- _EXERCÍCIOS PROPOSTOS_:
1. O texto sobre a trajetória de Jacqueline confirma cada afirmação abaixo? (a) Jacqueline trabalhou por seis anos na Taurus Ferramentaria. (b) Na Taurus havia outras funcionárias além de Jacqueline e Mônica. (c) Jacqueline se considera uma programadora CAD/CAM. Para cada uma, responda sim ou não e cite literalmente as palavras do texto que decidem a questão.
2. Como você prosseguiria o texto sobre a trajetória de Jacqueline a partir do ponto em que ele termina?

- _TRECHO DO DOCUMENTO_:
--------
Foi assim que ela ingressou na Taurus Ferramentaria, onde trabalhou por seis anos e foi acolhida por uma outra ex-aluna do Senai, que era operadora CNC. “A Mônica me ensinou tudo que sei de máquinas”, afirma. As duas eram as únicas funcionárias da empresa.
Jacqueline se destacou na operação e ganhou um curso de programação. “O sonho de todo operador é sair da máquina”, diz. Após o treinamento, passou a ser programadora. “Eu tive a experiência operacional. Hoje, eu não me considero uma programadora CAD/CAM, me considero uma estrategista de usinagem, afinal eu encontro soluções para desafios desenvolvendo peças”.
No mercado de trabalho, o maior desafio é entrar em uma empresa sem ser por indicação. Com 19 anos de experiência (passando por vários segmentos – ferramentaria, corte e dobra, moldes plásticos etc.), ela considera muito difícil conseguir uma vaga apenas enviando currículo. “Quando uma mulher envia um currículo, ela não consegue provar suas competências. Aliás, isso é exaustivo. A gente tem que provar o tempo todo que sabe as coisas”, comenta. Depois da Taurus, Jacqueline já passou por mais cinco empresas – inclusive uma multinacional – chegando a todas por indicações. Ela acredita que sem as indicações não conseguiria alcançar as oportunidades ou até alcançaria, mas por um salário muito baixo.
--------
- _REGISTROS FORNECIDOS_:

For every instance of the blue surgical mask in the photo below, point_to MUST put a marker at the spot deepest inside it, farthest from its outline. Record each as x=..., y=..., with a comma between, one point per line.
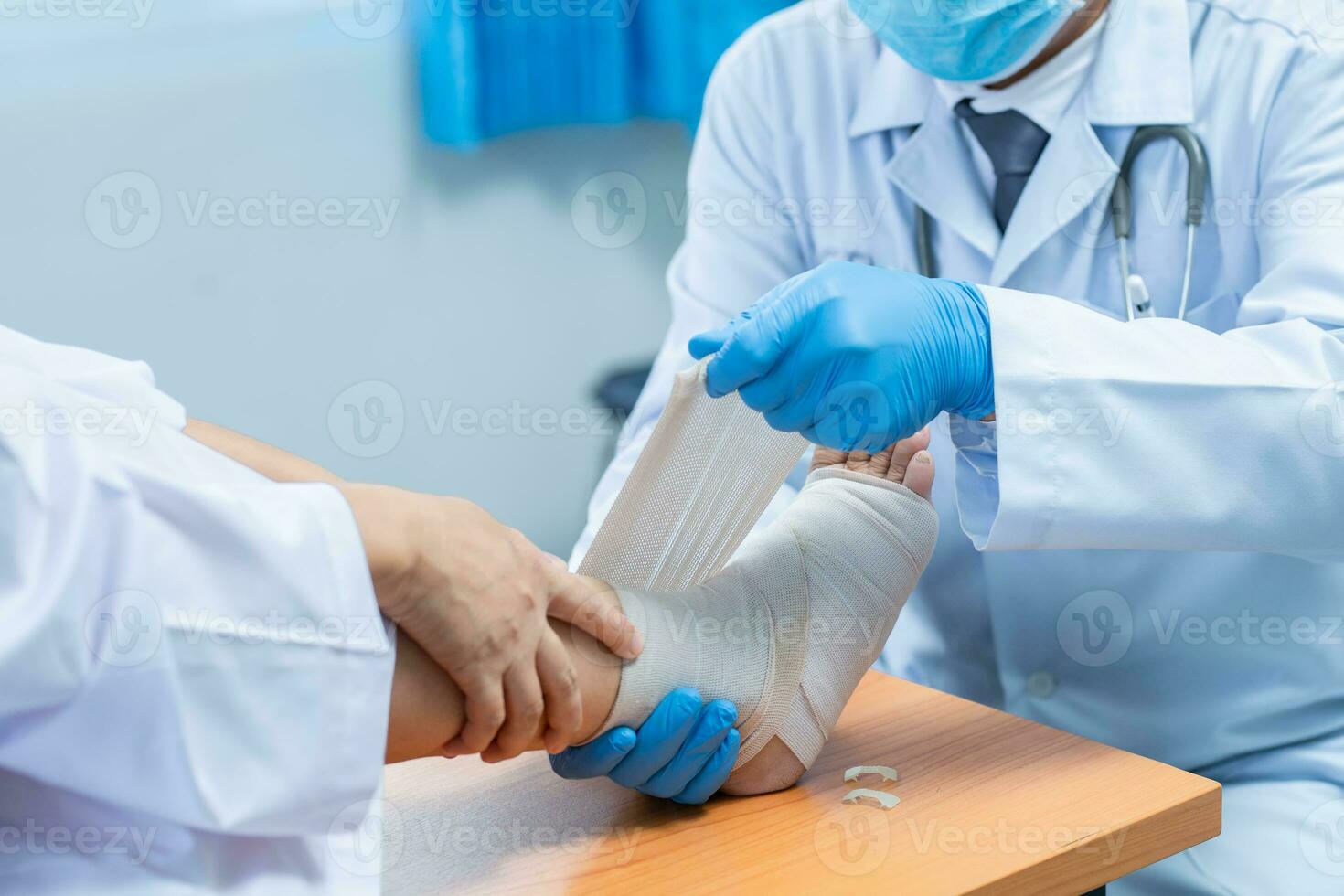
x=965, y=39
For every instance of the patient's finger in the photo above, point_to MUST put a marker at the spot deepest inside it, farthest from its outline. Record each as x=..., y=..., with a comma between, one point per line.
x=858, y=461
x=484, y=715
x=560, y=688
x=523, y=707
x=902, y=452
x=920, y=475
x=826, y=457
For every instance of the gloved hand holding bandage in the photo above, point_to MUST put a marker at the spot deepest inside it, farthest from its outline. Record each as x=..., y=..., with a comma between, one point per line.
x=792, y=624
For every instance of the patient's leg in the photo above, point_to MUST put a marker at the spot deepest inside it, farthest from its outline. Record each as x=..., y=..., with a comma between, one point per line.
x=791, y=624
x=855, y=541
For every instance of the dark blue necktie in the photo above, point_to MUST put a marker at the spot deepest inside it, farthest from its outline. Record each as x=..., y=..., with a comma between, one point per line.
--------
- _RESPOSTAS DOS EXERCÍCIOS_:
1.
(a) Sim: "onde trabalhou por seis anos"
(b) Não: "As duas eram as únicas funcionárias da empresa."
(c) Não: "Hoje, eu não me considero uma programadora CAD/CAM"

2.
Hoje, Jacqueline é líder de usinagem CNC na indústria metalúrgica Tecnomatrizes, à qual foi indicada por irmã, Gislaine Freitas – programadora CNC na Grob do Brasil – que já foi entrevistada pelo Usinagem-Brasil em outra ocasião (leia aqui). “Já aconteceu de, em um processo seletivo, me pedirem para ir à empresa no final de semana fazer uma peça. Eu não fui!”, recorda. A especialista diz que essas dificuldades foram importantes para perceber que é preciso procurar o que é melhor para ela: “Prefiro estar em empresas menores onde eu seja reconhecida pelo meu trabalho”.
Em todas as empresas que trabalhou, com exceção da Taurus, Jacqueline era a única mulher da fábrica. Certa vez, em uma entrevista, um líder de usinagem questionou sua experiência na área – que na época era de oito anos – e destacou que as peças do setor tinham por volta de 80 kg. “Tem talha pra pegar a peça?”, perguntou Jacqueline. Diante da pergunta, o entrevistador mostrou suas mãos danificadas pelo trabalho. “Quando eu abri a minha mão e mostrei, estava pior do que a dele. Então, ele viu que eu trabalhava na usinagem. Viu corte, viu cavaco na minha mão. Mais uma vez tive que provar”.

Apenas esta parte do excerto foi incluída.